-- Tarefa proposta A --
Traduz para inglês a frase "O chef Rodrigo Castelo é uma canseira.", retirada do excerto sobre o chef Rodrigo Castelo.

O chef Rodrigo Castelo é uma canseira. Mas, calma, uma canseira boa. Numa recente viagem entre Santarém e o cais fluvial de Lentiscais, na margem do rio Pônsul (Castelo Branco), o criador do restaurante Ó Balcão não parou de desfilar ideias, projectos em execução e outros que estão em fermentação.
Passou-se por uma plantação de pistácios na A23 e ele começou a falar de um prato que está a imaginar com estes frutos secos (note-se que esta exploração só dará frutos daqui por três a quatro anos). Falou-se de uma sertã de barro como técnica interessante para confeccionar certos peixes pequenos, mas que já não se faz porque os oleiros deixaram-se disso e o chef liga ao mestre Fernando Correia, de Coimbra, que, por sua vez, pede uma imagem “para ver o que se poder fazer”. Vieram à baila galinhas e Rodrigo demora um minuto a meter em alta-voz um amigo que está à procura de ovos para instalar uma linha pura das quatro raças das galinhas portuguesas (preta lusitânica, pedrês, amarela e branca). A conversa continua com a questão da rigidez dessas carnes, mas, quando alguém sugere o método de alimentação dos franceses poulets de Bresse, Rodrigo levanta a hipótese de se dar este ou aquele cereal, este ou aquele vegetal, esta ou aquela erva no final do ciclo de vida das galinhas. Certo.

-- Tarefa proposta B --
Nas entradas, reescreve o troço que começa na linha que contém "The blurred background" e termina na linha que contém "[406,246,932,262]", trocando "fur" por "coat" e mantendo tudo o resto igual.

-- Registos apresentados --
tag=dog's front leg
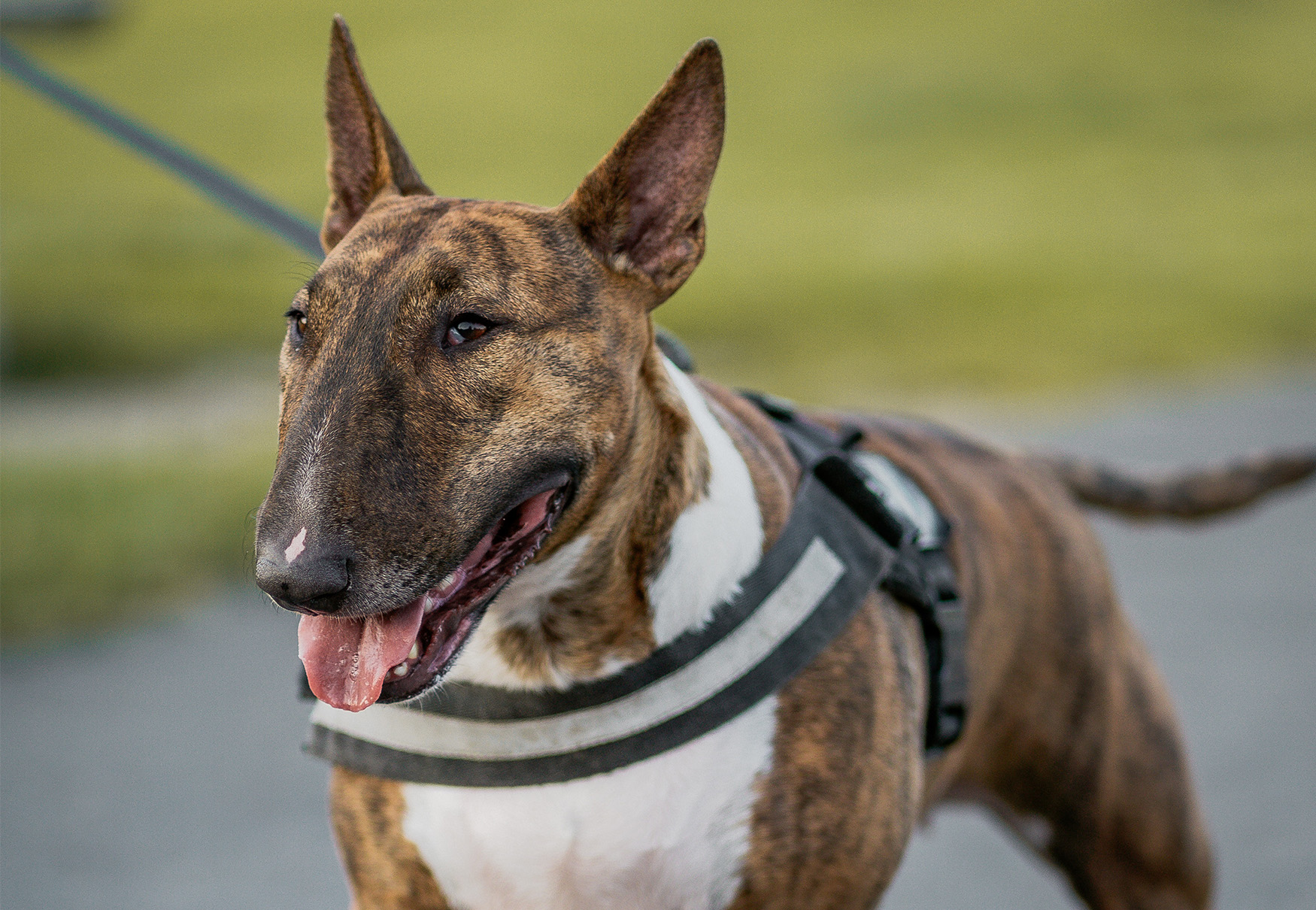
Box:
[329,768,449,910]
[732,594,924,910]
---
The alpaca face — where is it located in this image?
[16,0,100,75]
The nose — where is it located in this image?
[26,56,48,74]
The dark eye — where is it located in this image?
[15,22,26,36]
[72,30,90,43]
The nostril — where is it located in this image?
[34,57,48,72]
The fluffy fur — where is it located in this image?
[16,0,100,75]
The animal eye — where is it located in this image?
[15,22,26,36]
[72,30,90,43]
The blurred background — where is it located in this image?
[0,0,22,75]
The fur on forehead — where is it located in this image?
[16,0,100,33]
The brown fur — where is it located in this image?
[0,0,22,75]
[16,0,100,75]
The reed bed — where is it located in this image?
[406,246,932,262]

-- Resolução A --
Chef Rodrigo Castelo is a handful.

-- Resolução B --
The blurred background — where is it located in this image?
[0,0,22,75]
The coat on forehead — where is it located in this image?
[16,0,100,33]
The brown coat — where is it located in this image?
[0,0,22,75]
[16,0,100,75]
The reed bed — where is it located in this image?
[406,246,932,262]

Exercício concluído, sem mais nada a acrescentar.